DOKUMEN SUMBER>
————
Menurut Pasal 4 Peraturan Pelaksana Nomoe 82 Tahun 1999 tentang Angkutan di Perairan,yang dimaksud dengan pengangkutan laut luar negeri adalah: “penyelenggaraan ngkutan laut yang dilakukan oleh perusahaan angkutan laut nasional dan angkutan laut asing, dengan menggunakan kapal berbendera Indonesia, yang terbuka untuk perdagangan laut luar negeri ke pelabuhan luar negeri atau sebaliknya dan tidak melakukan kegiatan angkutan laut antar pulau”.
Pengangkutan laut luar negeri memiliki tujuan untuk mengadakan kerjasama di pemerintahan dalam kaitannya untuk meningkatkan bidang perekonomian khususnya ekspor impor, selain itu dengan keluar masuknya kapal dapat meningkatkan pendapatan devisa negara khususnya Indonesia. Jenis-jenis pengangkutan laut luar negeri, antara lain:
e.)    Pelayaran Samudera Dekat, adalah pelayran ke pelabuhan negara tetangga dan tidak melebihi jarak 3.000 mil laut dari pelabuhan terluas Indonesia dan tanpa memandang jurusan
f.)     Pelayaran Samudera, adalah pelayarn keluar dari luar negeri dan bukan merupakan pelayaran samudera dekat.
Terkait dengan hal yang dijabarkan diatas, maka jelaslah bahwa fungsi pengangkutan pada umumnya adalah memindahkan barang dan/atau orang dari suatu tempat ke tempat lain dengan maksud untuk meningkatkan guna dan nilai dan fungsi pengangkutan tersebut berlaku di semua bidang kehidupan seperti: politik, sosial, ekonomi, dan kebudayaan.      
3. Pengangkuta Udara
            Pengangkutan udara menurut Konverensi Warsawa 1929 adalah meliputi jangka waktu selama bagasi atau kargo tersebut berada di dalam pengawasan pengangkut, baik didalam pelabuhan udara atau di dalam pesawat udara, atau di tempat lain dalam hal terjadinya pendaratan di luar pelabuhan udara.[28]
            Angkutan udara menurut Peraturan Pemerintah Nomor 40 tahun 1995 adalah setiap kegiatan dengan menggunakan pesawat untuk mengankut penumpang, Kargo, dan pos untuk satu perjalanan atau lebih dari satu bandara ke bandara lain atau beberapa bandara.[29]
            Angkutan Udara menurut Undang-undang Nomor 1 Tahun 2009 Tentng penerbangan adalah setiap kegiatan dengan menggunakan pesawat udara untuk mengangkutv penumpang, kargo, dan pos untuk satu perjalanan atau lebih dari satu Bandar udara ke Bandar udara yang lain atau beberapa Bandar udara.[30]
            Abdulkadir Muhammad berpendapat:
Yaitu keseluruhan aturan hukum yang mengatur tentang pengangkutan niaga.[31]
            Dapat ditarik kesimpulan bahwa hukum pengangkutan udara adalah keseluruhan peraturan yang mengtur segala sesuatu yang berkaitan denagn kegiatan pengangkutan udara.
————
CUPLIKAN DATA>

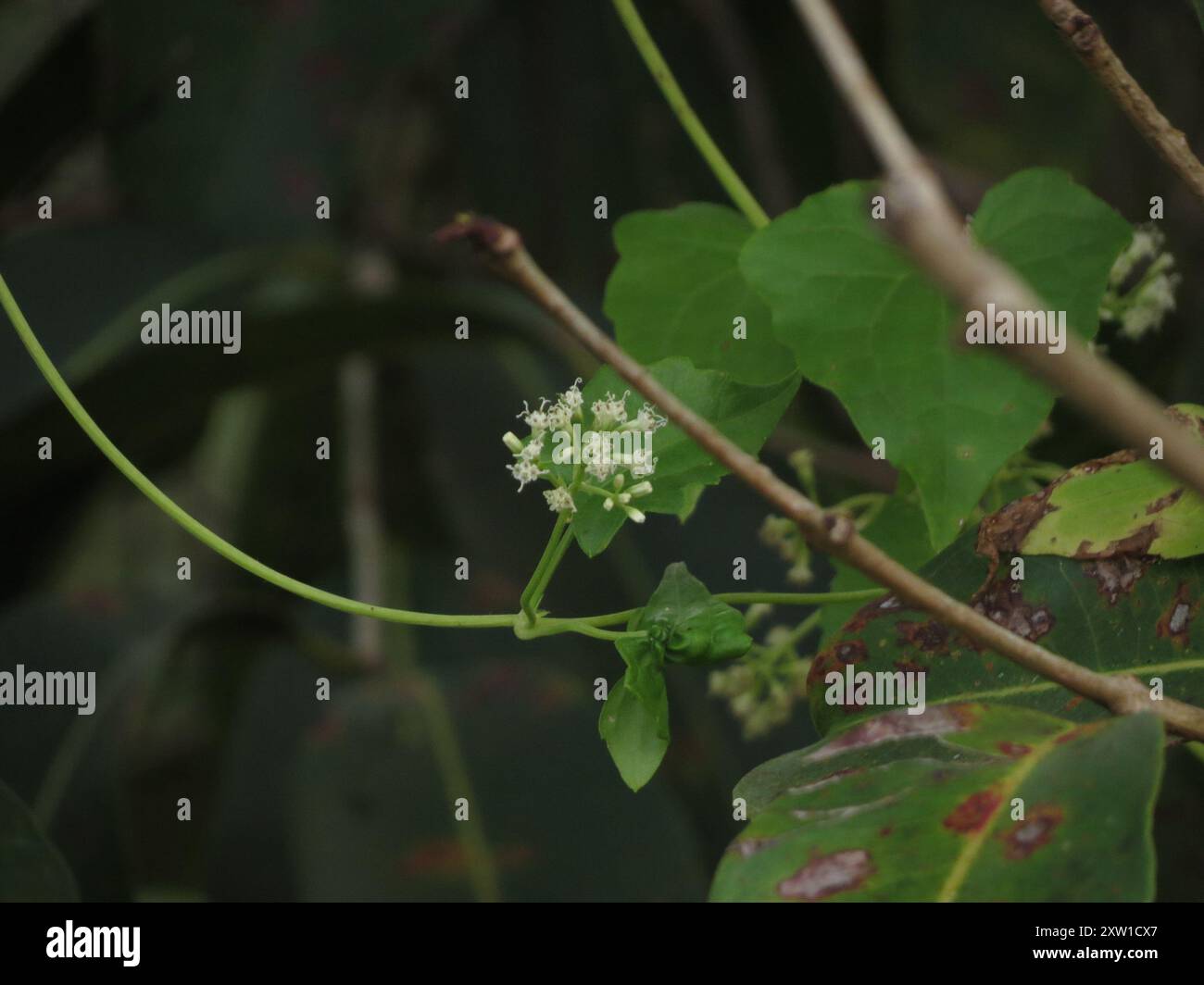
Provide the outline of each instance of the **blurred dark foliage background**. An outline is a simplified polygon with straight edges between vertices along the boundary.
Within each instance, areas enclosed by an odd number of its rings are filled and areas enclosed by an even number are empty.
[[[1199,202],[1037,4],[839,6],[967,211],[1029,165],[1067,169],[1134,223],[1165,199],[1179,312],[1140,343],[1103,341],[1165,400],[1204,402]],[[1188,5],[1086,6],[1204,149],[1204,34]],[[771,213],[875,175],[785,0],[641,7]],[[453,99],[460,75],[467,101]],[[536,494],[515,496],[500,436],[523,400],[591,364],[431,231],[466,208],[506,219],[601,318],[614,219],[724,201],[603,0],[8,0],[0,135],[0,270],[118,447],[265,562],[441,612],[517,607],[550,520]],[[40,195],[53,220],[37,219]],[[596,195],[609,220],[594,218]],[[241,308],[242,352],[141,346],[138,313],[165,301]],[[453,338],[459,315],[467,342]],[[1052,423],[1044,458],[1111,449],[1070,413]],[[41,436],[52,461],[37,459]],[[330,461],[314,455],[323,436]],[[814,388],[768,458],[781,467],[799,447],[831,500],[893,483]],[[87,900],[697,900],[737,830],[734,781],[814,738],[799,712],[745,742],[704,674],[681,670],[668,759],[630,794],[596,730],[594,680],[619,670],[608,644],[373,637],[265,585],[137,495],[7,329],[0,474],[0,666],[95,670],[100,688],[92,716],[0,709],[0,780]],[[356,511],[380,523],[367,558]],[[738,588],[785,589],[756,537],[763,515],[726,483],[684,526],[655,518],[592,562],[574,552],[547,601],[563,614],[639,604],[674,560],[730,590],[737,555],[750,568]],[[454,578],[461,556],[468,582]],[[383,656],[374,670],[365,647]],[[472,821],[456,824],[466,791]],[[176,819],[179,797],[191,821]],[[1199,762],[1174,755],[1163,898],[1204,895],[1202,801]]]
————
INSTRUKSI TUGAS> Cetak tanpa perubahan bagian dari teks tentang hukum pengangkutan di atas, dimulai dari kata-kata yang memuat "Terkait dengan hal" dan diakhiri dengan "ekonomi, dan kebudayaan.".

CONTOH PENYELESAIAN>
Terkait dengan hal yang dijabarkan diatas, maka jelaslah bahwa fungsi pengangkutan pada umumnya adalah memindahkan barang dan/atau orang dari suatu tempat ke tempat lain dengan maksud untuk meningkatkan guna dan nilai dan fungsi pengangkutan tersebut berlaku di semua bidang kehidupan seperti: politik, sosial, ekonomi, dan kebudayaan.